### Texte étudié
★ ★ ★ ★

Dans ces conditions, une hausse des cotisations est-elle inéluctable début 2025 ?
Les dépenses de santé augmentent tous les ans et elles vont continuer d’augmenter du fait du vieillissement de la population, de l’explosion des maladies chroniques et de longue durée, des techniques médicales de plus en plus onéreuses. Résultat, les cotisations mutuelles évoluent au même rythme, parfois un peu plus vite en raison des mesures de transfert de l’Assurance maladie vers les complémentaires.
En vingt ans, la dépense de santé en France a augmenté de 130%, passant de 9% à 12% du PIB. Et cela s’est accéléré depuis la crise Covid. Donc, il faut tenir un discours de vérité à nos concitoyens. Se soigner coûte et va coûter de plus en plus cher. D’où la nécessité d’avoir une approche plus efficiente, pour s’assurer du caractère nécessaire voire indispensable d’une dépense de santé. Il faut aussi faire de la pédagogie, restaurer une forme de citoyenneté sociale car, avec la carte vitale et la généralisation du tiers-payant, les gens ont perdu la notion de prix.
La crise Covid a-t-elle eu une incidence sur l’aggravation de notre système de santé et son devenir ?
Cette crise a mis notre système en tension et révélé que les moyens humains n’étaient pas infinis. Cela doit nous inciter à réfléchir sur l’organisation de notre système de santé, notamment pour les soins de ville. On a 23 millions de passages aux urgences en France. C’est le double de l’Allemagne. Pourquoi ? Parce que la permanence de soins n’est plus garantie et cela pèse sur l’hôpital qui n’est plus en mesure d’assurer sa mission première.

★ ★ ★ ★

### Données fournies
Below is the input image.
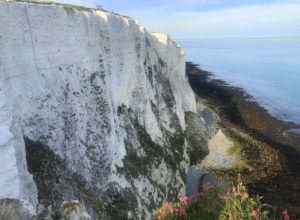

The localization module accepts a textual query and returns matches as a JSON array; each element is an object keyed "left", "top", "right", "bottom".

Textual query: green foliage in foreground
[{"left": 157, "top": 175, "right": 290, "bottom": 220}]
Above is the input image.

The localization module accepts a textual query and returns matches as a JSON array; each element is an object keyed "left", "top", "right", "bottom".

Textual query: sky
[{"left": 54, "top": 0, "right": 300, "bottom": 39}]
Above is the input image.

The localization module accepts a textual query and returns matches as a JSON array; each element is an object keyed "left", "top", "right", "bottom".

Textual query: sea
[{"left": 177, "top": 37, "right": 300, "bottom": 128}]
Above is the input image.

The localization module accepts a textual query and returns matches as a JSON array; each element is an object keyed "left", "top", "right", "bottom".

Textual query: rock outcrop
[{"left": 0, "top": 1, "right": 230, "bottom": 219}]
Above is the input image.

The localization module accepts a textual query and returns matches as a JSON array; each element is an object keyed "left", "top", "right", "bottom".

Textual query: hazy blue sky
[{"left": 57, "top": 0, "right": 300, "bottom": 38}]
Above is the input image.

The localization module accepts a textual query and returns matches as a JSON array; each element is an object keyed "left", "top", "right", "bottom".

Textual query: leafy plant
[{"left": 157, "top": 175, "right": 289, "bottom": 220}]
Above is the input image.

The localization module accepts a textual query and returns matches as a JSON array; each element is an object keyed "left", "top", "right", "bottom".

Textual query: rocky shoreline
[{"left": 186, "top": 62, "right": 300, "bottom": 218}]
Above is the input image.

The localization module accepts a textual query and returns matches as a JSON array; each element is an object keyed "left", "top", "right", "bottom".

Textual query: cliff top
[{"left": 0, "top": 0, "right": 132, "bottom": 19}]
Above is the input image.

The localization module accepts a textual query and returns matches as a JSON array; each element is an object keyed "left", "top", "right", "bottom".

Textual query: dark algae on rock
[{"left": 186, "top": 62, "right": 300, "bottom": 219}]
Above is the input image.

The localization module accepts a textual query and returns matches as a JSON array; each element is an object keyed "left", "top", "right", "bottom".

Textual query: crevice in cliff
[{"left": 24, "top": 5, "right": 39, "bottom": 71}]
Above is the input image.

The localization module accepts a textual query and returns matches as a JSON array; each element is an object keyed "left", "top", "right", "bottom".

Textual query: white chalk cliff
[{"left": 0, "top": 1, "right": 229, "bottom": 219}]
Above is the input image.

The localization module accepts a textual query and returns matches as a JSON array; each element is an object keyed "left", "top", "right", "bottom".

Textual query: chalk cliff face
[{"left": 0, "top": 1, "right": 196, "bottom": 219}]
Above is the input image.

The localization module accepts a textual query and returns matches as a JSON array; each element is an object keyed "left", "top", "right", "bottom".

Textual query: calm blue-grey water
[{"left": 178, "top": 38, "right": 300, "bottom": 124}]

★ ★ ★ ★

### Vos consignes
Recopiez sans rien changer le passage du texte sur les dépenses de santé allant de « En vingt ans, la » à « son devenir ? ». Les enregistrements ne servent à rien ici.

### Corrigé de l'exercice
En vingt ans, la dépense de santé en France a augmenté de 130%, passant de 9% à 12% du PIB. Et cela s’est accéléré depuis la crise Covid. Donc, il faut tenir un discours de vérité à nos concitoyens. Se soigner coûte et va coûter de plus en plus cher. D’où la nécessité d’avoir une approche plus efficiente, pour s’assurer du caractère nécessaire voire indispensable d’une dépense de santé. Il faut aussi faire de la pédagogie, restaurer une forme de citoyenneté sociale car, avec la carte vitale et la généralisation du tiers-payant, les gens ont perdu la notion de prix.
La crise Covid a-t-elle eu une incidence sur l’aggravation de notre système de santé et son devenir ?